SELECTED EXCERPT:
★ ★ ★ ★
2.2   Dataset and Feature Representation

Our corpus is taken from the hotel review site TripAdvisor.com. It contains
226,110 unique reviews written by 150,352 unique users for 2,500 hotels in 6
different cities. We mined over 270,000 unique features mention around 4,129,265
times using the process described in Section 2.1.
    We propose two levels of features to represent users and hotels; these levels
are determined by their similarity to amenities predefined on the TripAdvisor
website. We obtain a set of base features, which are single-nouns and bi-gram
noun phrases from the set of amenities that TripAdvisor uses to described hotels
(e.g fitness centre and wheelchair access). We expect these features to be highly
meaningful and familiar to users. We hypothesise that there is an extended bag of
words that people use when talking about the same thing. For instance, a person
talking about ‘breakfast’ may use words like ‘orange juice’ or ‘buffet’. The key
thing to note is that these are related words, but not necessarily synonyms.
We apply k-Means to base features and their corresponding sentences to find
other co-occurring, related features. The k most co-occurring features are used
to enhance the representation of each base feature as expanded features.
★ ★ ★ ★
STORED DATA:
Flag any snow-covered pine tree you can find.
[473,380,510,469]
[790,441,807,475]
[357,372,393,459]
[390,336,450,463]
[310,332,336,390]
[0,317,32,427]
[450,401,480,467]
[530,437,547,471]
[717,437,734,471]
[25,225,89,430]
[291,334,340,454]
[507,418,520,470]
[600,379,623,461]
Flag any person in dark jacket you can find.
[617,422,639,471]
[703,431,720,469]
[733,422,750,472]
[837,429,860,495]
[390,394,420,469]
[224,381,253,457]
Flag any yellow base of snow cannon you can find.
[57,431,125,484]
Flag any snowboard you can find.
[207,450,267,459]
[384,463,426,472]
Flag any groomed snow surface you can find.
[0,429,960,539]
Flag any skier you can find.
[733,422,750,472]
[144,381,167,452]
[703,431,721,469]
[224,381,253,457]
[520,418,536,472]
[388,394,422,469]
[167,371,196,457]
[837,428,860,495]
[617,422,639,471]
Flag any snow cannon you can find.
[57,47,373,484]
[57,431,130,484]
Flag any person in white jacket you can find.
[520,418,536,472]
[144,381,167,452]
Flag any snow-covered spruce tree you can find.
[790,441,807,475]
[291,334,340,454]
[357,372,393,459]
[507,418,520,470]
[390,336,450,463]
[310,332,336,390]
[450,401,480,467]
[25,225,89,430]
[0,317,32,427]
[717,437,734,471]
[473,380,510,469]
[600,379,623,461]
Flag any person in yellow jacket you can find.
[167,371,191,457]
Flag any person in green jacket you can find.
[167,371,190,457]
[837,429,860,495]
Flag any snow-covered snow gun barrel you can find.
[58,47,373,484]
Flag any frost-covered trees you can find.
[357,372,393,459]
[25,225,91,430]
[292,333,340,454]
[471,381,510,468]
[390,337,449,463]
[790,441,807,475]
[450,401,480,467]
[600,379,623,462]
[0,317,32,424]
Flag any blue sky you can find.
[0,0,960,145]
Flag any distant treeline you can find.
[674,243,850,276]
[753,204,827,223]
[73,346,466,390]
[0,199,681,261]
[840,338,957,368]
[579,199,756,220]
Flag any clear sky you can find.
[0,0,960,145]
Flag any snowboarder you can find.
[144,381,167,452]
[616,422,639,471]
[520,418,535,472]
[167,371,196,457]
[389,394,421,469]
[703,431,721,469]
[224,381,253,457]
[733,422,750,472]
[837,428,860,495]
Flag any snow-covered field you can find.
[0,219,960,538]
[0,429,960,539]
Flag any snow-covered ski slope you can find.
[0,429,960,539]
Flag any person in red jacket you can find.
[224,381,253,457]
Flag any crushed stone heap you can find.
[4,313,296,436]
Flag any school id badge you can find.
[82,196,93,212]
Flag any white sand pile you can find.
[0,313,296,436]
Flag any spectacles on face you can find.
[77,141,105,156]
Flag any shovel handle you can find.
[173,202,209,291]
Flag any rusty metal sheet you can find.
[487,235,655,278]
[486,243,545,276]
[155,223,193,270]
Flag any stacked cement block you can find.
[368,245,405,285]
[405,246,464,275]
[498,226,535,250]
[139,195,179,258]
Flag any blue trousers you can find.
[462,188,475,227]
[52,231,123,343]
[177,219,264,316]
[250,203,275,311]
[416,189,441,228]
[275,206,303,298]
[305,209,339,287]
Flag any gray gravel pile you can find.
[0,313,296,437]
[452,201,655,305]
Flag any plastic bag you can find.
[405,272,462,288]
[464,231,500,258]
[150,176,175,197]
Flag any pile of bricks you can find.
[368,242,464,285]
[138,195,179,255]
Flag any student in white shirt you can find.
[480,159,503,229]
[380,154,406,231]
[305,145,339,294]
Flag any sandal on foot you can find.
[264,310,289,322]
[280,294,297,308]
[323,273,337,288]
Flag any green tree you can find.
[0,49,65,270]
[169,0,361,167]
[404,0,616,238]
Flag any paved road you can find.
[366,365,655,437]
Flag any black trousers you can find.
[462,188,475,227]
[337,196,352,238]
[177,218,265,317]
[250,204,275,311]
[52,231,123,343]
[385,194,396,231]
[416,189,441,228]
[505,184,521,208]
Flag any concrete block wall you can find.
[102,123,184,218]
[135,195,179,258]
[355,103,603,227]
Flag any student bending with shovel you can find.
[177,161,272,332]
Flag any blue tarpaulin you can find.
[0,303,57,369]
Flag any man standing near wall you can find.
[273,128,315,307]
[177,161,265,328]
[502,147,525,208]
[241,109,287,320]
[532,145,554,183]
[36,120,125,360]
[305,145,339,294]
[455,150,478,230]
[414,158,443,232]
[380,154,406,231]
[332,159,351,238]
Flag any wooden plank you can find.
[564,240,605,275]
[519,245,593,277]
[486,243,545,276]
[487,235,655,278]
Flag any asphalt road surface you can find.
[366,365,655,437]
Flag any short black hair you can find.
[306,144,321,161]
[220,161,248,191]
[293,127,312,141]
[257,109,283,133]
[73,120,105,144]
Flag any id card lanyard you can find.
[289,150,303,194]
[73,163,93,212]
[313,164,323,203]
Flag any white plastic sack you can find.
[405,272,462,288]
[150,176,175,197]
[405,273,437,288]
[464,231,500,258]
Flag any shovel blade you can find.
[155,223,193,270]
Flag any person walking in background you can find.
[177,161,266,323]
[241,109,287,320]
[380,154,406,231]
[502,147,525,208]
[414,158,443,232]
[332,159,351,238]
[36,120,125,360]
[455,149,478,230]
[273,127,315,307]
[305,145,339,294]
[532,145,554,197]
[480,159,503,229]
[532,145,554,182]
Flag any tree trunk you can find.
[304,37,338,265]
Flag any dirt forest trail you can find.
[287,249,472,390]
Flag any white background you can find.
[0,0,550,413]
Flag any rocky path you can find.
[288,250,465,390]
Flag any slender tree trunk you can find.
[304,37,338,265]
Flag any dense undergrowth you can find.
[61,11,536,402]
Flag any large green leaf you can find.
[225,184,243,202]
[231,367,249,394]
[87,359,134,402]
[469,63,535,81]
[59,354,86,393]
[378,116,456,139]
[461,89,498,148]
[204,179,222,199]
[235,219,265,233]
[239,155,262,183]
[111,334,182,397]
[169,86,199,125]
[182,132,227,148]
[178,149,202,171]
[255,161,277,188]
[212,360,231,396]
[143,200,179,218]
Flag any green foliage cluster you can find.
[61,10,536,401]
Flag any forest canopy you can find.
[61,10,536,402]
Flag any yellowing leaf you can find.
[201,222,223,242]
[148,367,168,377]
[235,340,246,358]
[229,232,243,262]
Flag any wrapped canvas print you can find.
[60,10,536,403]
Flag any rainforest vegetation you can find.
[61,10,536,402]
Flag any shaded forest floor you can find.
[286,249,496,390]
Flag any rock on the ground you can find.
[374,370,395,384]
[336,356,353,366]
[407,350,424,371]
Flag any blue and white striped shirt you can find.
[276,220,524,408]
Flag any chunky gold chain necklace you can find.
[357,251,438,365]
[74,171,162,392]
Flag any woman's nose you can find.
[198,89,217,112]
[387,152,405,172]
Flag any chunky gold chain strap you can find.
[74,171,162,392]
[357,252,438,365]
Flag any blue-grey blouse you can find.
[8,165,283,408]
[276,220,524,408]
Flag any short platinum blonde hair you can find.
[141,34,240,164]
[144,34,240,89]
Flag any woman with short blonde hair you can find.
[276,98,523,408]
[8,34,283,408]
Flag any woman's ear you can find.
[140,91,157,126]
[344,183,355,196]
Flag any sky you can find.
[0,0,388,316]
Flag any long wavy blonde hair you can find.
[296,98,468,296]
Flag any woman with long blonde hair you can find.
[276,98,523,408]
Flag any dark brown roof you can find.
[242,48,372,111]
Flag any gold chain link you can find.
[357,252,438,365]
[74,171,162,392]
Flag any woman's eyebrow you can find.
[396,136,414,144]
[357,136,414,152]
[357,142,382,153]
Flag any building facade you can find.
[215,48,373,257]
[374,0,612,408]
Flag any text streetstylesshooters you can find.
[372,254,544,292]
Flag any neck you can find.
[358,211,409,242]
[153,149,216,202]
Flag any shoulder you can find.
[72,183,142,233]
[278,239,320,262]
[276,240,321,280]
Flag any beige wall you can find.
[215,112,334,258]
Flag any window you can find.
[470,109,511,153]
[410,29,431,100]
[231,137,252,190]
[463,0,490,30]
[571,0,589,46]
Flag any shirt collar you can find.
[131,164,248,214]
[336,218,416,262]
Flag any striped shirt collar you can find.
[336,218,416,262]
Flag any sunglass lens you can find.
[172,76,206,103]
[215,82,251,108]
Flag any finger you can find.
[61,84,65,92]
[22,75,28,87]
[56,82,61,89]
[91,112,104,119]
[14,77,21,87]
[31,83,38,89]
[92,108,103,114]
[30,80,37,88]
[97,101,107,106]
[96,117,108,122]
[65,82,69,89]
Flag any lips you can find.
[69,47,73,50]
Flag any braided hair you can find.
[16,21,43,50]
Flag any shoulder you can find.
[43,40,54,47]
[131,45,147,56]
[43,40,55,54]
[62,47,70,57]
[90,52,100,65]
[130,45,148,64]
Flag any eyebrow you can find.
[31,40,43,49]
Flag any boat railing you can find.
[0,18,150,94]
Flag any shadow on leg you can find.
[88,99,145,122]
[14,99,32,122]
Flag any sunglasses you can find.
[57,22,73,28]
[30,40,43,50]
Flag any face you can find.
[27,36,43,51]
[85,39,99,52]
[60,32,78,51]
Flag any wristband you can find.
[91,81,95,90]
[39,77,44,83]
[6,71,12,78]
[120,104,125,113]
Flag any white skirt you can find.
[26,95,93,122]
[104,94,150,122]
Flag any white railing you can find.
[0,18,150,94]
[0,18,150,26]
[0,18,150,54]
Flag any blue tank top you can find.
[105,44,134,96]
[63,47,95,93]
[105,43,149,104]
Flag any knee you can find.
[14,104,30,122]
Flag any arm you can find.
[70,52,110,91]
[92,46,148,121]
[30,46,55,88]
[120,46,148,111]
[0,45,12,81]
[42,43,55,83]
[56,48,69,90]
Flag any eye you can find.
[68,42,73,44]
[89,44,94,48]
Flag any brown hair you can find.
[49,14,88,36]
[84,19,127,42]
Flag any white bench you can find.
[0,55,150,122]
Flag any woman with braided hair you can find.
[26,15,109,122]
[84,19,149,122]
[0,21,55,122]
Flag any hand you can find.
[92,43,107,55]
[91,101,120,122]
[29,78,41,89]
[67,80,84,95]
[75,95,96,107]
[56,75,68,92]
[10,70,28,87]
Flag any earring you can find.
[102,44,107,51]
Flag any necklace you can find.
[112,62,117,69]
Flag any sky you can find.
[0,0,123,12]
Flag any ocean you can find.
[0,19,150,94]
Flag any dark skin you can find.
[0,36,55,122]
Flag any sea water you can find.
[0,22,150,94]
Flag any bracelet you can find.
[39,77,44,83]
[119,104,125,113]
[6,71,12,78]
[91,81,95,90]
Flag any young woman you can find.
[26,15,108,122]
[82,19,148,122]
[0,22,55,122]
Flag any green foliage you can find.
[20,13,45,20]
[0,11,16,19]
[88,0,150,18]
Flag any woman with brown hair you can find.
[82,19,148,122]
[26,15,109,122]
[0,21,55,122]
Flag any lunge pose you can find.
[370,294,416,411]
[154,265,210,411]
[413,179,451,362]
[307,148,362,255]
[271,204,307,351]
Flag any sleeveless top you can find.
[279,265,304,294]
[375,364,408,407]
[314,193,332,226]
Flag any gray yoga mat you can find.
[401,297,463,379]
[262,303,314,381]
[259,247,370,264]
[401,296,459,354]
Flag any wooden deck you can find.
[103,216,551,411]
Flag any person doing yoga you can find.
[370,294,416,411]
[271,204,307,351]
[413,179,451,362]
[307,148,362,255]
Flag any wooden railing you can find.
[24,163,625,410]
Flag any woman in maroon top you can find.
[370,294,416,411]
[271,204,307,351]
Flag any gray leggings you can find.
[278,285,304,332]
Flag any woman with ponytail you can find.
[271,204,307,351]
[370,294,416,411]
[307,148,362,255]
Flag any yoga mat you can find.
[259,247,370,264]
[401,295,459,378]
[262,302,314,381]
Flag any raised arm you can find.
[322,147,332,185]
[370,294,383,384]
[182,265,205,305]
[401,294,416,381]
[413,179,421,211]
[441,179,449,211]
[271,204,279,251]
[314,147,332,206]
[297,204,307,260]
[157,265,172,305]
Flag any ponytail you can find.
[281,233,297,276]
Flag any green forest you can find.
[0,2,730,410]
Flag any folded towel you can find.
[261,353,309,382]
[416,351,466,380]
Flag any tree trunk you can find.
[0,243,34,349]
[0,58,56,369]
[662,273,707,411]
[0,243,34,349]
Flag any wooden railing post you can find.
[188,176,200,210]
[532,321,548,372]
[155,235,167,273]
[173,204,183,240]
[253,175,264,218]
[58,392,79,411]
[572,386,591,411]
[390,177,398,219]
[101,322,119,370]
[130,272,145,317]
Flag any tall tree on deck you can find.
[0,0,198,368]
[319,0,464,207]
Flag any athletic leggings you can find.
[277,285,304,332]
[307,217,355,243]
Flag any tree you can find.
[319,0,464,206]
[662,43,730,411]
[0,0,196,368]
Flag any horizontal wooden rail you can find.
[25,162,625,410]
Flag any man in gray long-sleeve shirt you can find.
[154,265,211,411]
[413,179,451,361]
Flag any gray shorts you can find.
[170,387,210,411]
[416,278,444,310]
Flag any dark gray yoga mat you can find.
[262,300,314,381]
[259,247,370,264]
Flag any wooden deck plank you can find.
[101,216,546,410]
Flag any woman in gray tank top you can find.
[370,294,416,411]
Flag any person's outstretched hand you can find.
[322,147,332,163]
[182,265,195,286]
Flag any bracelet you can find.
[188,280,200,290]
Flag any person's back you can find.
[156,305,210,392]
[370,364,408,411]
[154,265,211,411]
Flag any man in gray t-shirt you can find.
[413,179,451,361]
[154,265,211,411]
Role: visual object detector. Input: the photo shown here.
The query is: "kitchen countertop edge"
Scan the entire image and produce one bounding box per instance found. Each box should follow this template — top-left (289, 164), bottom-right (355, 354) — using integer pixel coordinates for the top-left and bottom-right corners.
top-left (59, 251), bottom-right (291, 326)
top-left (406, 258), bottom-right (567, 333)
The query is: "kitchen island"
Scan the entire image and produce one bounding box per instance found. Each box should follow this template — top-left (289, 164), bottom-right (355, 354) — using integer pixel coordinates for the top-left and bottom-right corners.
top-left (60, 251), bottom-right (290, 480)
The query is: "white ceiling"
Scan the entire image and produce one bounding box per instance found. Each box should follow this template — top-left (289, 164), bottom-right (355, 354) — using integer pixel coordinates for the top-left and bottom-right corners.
★ ★ ★ ★
TASKS TO PERFORM:
1. In the dataset section, how many unique reviews does the corpus contain?
2. In the dataset section, switch "synonyms" to "equivalents" in the passage from "We propose two" to "not necessarily synonyms.".
3. Carry on writing the dataset section from where it stops.
The material is separate from the dataset section.

TASK ANSWERS:
1. 226,110

2.
We propose two levels of features to represent users and hotels; these levels
are determined by their similarity to amenities predefined on the TripAdvisor
website. We obtain a set of base features, which are single-nouns and bi-gram
noun phrases from the set of amenities that TripAdvisor uses to described hotels
(e.g fitness centre and wheelchair access). We expect these features to be highly
meaningful and familiar to users. We hypothesise that there is an extended bag of
words that people use when talking about the same thing. For instance, a person
talking about ‘breakfast’ may use words like ‘orange juice’ or ‘buffet’. The key
thing to note is that these are related words, but not necessarily equivalents.

3.
2.3   User Preferences and Hotel Profiles

Users normally talk about the things that matter to them in reviews. Therefore
we assume that the preferences of each user consist of the features they mention
in reviews and the relative frequency at which they mention them, which may
indicate their relevance to the user. Hence we define the profile of a user as the
set of all features mentioned by the user in reviews. Each feature in the set is
tagged with the relative frequency with which it was mentioned in the user’s
reviews.
    Similarly we define a hotel profile as a set of features mentioned by users
about the hotel. Each feature in the set is tagged with its relative frequency and
average sentiment score (a value in the range [−1, +1]).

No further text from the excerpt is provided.